-- BEGIN Information supplied --

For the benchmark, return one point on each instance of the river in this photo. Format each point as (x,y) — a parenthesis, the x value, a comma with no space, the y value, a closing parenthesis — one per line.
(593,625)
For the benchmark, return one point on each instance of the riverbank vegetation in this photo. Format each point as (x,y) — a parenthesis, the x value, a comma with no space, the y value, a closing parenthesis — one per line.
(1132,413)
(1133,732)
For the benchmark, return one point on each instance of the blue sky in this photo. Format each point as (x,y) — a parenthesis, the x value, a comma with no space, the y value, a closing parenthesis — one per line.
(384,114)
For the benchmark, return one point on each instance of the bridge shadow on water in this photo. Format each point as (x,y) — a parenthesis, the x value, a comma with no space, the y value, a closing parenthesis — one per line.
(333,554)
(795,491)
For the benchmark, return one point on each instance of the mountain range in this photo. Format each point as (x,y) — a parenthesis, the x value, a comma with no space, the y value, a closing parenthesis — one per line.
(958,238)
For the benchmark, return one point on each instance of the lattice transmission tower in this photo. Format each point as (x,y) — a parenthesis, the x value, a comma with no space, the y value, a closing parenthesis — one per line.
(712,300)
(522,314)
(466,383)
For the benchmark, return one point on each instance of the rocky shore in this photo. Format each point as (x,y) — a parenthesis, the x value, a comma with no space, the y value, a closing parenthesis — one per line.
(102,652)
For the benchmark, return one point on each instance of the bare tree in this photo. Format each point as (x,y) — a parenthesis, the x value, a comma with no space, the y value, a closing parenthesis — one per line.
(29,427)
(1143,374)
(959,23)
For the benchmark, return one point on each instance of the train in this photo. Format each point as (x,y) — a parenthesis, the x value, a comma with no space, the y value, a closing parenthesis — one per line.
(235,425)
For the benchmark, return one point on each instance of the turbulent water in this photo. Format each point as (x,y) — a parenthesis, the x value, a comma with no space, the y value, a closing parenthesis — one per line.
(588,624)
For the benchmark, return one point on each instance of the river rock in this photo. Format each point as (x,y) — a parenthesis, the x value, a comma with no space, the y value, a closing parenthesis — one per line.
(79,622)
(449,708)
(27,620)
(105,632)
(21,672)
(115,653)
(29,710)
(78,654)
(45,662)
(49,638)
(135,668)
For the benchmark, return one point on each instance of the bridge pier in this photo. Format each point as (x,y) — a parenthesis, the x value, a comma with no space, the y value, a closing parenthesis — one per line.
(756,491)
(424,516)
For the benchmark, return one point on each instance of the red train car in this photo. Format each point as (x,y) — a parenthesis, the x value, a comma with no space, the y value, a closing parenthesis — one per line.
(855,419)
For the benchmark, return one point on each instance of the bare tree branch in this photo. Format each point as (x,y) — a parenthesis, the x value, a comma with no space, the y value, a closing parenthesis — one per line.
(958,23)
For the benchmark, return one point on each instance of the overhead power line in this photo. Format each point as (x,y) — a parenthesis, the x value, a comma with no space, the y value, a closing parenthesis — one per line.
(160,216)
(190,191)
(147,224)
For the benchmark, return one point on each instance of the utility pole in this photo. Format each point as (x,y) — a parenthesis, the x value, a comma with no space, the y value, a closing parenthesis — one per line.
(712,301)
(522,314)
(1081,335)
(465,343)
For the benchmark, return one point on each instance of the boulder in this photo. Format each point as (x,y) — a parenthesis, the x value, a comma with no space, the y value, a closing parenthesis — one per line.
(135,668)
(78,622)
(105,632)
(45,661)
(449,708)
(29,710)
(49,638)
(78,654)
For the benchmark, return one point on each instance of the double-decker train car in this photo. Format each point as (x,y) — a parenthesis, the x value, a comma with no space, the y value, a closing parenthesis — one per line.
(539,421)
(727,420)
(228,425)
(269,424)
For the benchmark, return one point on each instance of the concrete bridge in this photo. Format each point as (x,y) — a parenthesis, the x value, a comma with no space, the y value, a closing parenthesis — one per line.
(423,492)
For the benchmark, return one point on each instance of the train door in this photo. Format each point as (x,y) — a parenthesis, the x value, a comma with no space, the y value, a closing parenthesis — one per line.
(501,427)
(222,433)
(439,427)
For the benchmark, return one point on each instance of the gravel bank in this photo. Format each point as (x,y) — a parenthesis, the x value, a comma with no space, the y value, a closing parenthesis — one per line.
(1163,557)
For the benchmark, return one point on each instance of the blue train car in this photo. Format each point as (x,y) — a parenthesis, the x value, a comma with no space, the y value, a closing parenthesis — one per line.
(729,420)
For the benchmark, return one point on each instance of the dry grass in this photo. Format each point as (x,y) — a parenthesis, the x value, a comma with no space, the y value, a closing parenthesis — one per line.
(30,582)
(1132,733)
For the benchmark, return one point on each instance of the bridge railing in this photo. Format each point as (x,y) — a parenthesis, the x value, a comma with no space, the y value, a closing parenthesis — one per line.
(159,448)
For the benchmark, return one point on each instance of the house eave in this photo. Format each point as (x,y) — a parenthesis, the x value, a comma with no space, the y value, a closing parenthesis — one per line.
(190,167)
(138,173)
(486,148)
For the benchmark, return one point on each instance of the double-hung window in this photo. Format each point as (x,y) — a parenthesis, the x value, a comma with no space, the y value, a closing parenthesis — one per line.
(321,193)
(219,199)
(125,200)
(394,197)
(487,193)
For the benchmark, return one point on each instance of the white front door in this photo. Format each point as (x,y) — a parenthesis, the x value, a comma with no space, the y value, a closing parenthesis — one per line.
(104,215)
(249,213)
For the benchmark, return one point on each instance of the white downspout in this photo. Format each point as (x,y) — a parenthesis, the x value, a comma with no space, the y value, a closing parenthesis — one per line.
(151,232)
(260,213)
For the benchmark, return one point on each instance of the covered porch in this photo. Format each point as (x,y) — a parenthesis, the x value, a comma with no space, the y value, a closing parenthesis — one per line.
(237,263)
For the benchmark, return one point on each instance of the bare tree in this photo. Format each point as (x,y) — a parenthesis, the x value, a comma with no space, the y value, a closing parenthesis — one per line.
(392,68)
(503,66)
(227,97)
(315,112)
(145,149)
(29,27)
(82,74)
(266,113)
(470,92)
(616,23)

-- END Information supplied --

**Exercise**
Write the listing out again, exactly as it reads.

**Correct response**
For the benchmark, return one point on each instance of the river in this photo. Format each point as (x,y) — a parenthesis, the x value, a comma with no space, the y value, a closing parenthesis — one per line.
(593,625)
For the benchmark, return one point on each instance of the riverbank vegetation in this photo. Format each point as (x,y) — a parenthesis, the x value, a comma with no space, the y value, a closing parenthesis — one per line.
(1132,413)
(1133,732)
For the benchmark, return one point on each instance of the blue sky in this photo. Format each point as (x,y) — a parenthesis, the x value, a comma with no space, the y value, a closing parenthesis — one per line.
(384,114)
For the benchmark, return one point on each instance of the bridge shadow on water in this photo. Format each point as (x,y) — a parenthesis, the x value, a comma with no space, the y value, a closing parenthesis — one per line.
(333,554)
(795,491)
For the benchmark, return one point on each instance of the mountain range in this photo. Format each point as (x,y) — a parenthesis, the x value, a comma with no space, the y value, a closing parenthesis — one per line.
(958,238)
For the benchmark, return one point on each instance of the lattice transmission tower in this photo. Format each point as (x,y) — a parenthesis, the x value, a comma with no space, the y value, a closing parenthesis — one per line.
(712,300)
(522,314)
(466,383)
For the benchmark, return one point on each instance of the rocky shore in this photo. Format each point as (x,y) — a parenthesis, the x value, a comma with no space, the y value, a closing parenthesis — one per line.
(102,652)
For the benchmark, return one point on each instance of the bare tree in this photo. Format each point as (x,y) — a parenthesis, the x value, a comma with no space, the y value, a closing parenthesis — one per line.
(29,427)
(1143,374)
(959,23)
For the benchmark, return one point on each instance of the train in this photo. Format each point as (x,y) — a parenthesis, the x value, a comma with no space, the y value, a closing parenthesis — one per line.
(235,425)
For the benchmark, return one point on each instance of the turbulent water in this photo. Format each point as (x,y) — a parenthesis, the x value, a comma with no space, the y value, a closing parenthesis — one per line.
(588,624)
For the benchmark, return one point on each instance of the river rock in this photo. Format each point as (x,y) — a parenthesis, the x value, a comma with no space, the y value, a closing parenthesis — one per line.
(79,622)
(449,708)
(27,620)
(105,632)
(21,672)
(115,653)
(29,710)
(78,654)
(45,662)
(49,638)
(135,668)
For the benchmark, return one point on each instance of the bridge pier in this photo. Format each point as (x,y) — a parenthesis, the x value, a comma with no space, the y value, a closing parenthesis — one per line.
(756,491)
(424,516)
For the benchmark, return one point on each instance of the red train car in this photo. Format each point as (x,y) — a parenthesis, the x value, a comma with no space, the y value, a closing parenthesis — one per line.
(855,419)
For the benchmark, return one point on each instance of the bare tree branch in this photo. Format each point as (x,y) — a parenthesis, the x value, a comma with no space, the y value, a closing parenthesis — one per line.
(958,23)
For the benchmark, return one point on each instance of the overhead power line in this photo. Format each point as (x,y) — a parenthesis, the x value, a comma with no space, the y value, a closing parenthesis — one per line.
(160,216)
(190,191)
(147,224)
For the benchmark, return one point on each instance of the utility pole in this photo. Format each point as (x,y) — a parenthesis, the x value, a comma with no space, the y value, a closing parenthesis — one per line.
(712,301)
(522,314)
(1081,335)
(465,343)
For the benchmark, return one point on each instance of the boulder in this photo. Format each point as (x,y) — a parenthesis, the x value, a comma with no space, the y value, a closing parenthesis — one per line.
(135,668)
(78,622)
(105,632)
(45,661)
(449,708)
(29,710)
(49,638)
(78,654)
For the benchmark, return one point on each instance of the double-decker train car in this photo. Format each point as (x,y) — a parenthesis, the x value, a comma with no space, the y value, a closing parenthesis — one per line.
(539,421)
(727,420)
(228,425)
(269,424)
For the benchmark, return one point on each instance of the concrete bridge in this photo. Format each point as (x,y) — a parenthesis, the x value, a comma with no space, the y value, a closing parenthesis — one per line.
(423,492)
For the benchmark, return one point on each instance of the train door in this photo. Format each point as (x,y) — a parenthesis, the x value, a comma with no space, the y value, a closing parenthesis — one per line.
(501,427)
(222,433)
(439,427)
For the benchmark, return one point on each instance of the gravel bank in this photo. Format each point as (x,y) — a parenthesis, the x value, a comma with no space, the y value, a closing parenthesis — one per line.
(1163,557)
For the benchmark, return one point on each instance of the blue train car in this photo. Format each point as (x,y) — a parenthesis, the x value, a comma with no space, the y value, a closing parenthesis — one per line.
(729,420)
For the benchmark, return one point on each instance of the dry grass in this photo. Format each point as (x,y) — a parenthesis, the x value, a comma with no space, the y value, a closing parenthesis — one per line.
(30,582)
(1132,733)
For the benchmark, return one point on each instance of the bridge railing in this photo. Format each point as (x,y) — a parenthesis, the x value, a comma with no space, the y value, a closing parenthesis — one per line.
(159,448)
For the benchmark, return one point on each instance of the house eave in this photo. Format each point as (x,y) — a parenthesis, the x value, a comma with no space, the y value, a closing parenthesis — one per line.
(190,167)
(138,173)
(486,148)
For the benchmark, return one point on each instance of the double-hung window in this photo. Format each point as (x,y) — a parenthesis, the x value, a comma with no space, the y value, a closing parenthesis — one per line.
(321,193)
(219,199)
(125,200)
(394,197)
(487,193)
For the benchmark, return one point on each instance of the white front door in this photo. Format each point as (x,y) — a parenthesis, the x value, a comma with no space, the y value, a closing parenthesis — one per line.
(104,215)
(249,213)
For the benchmark, return one point on each instance of the white downspout in this photo. Format each point as (x,y) — a parenthesis, the x value, a comma with no space, the y value, a closing parenthesis — one per line.
(151,232)
(260,213)
For the benchmark, return one point on each instance of the covered porch in this photo. Format each point as (x,y) — a parenthesis, the x value, a comma with no space, the y value, a closing parenthesis — one per line.
(237,263)
For the benchmark, return one point on each instance of the bare tree in this photo. Format each point as (x,y) — a parenthesis, the x value, a comma with no space, the y value, a closing parenthesis — one per line.
(392,68)
(503,66)
(227,97)
(315,112)
(145,149)
(29,27)
(82,74)
(266,113)
(470,92)
(616,23)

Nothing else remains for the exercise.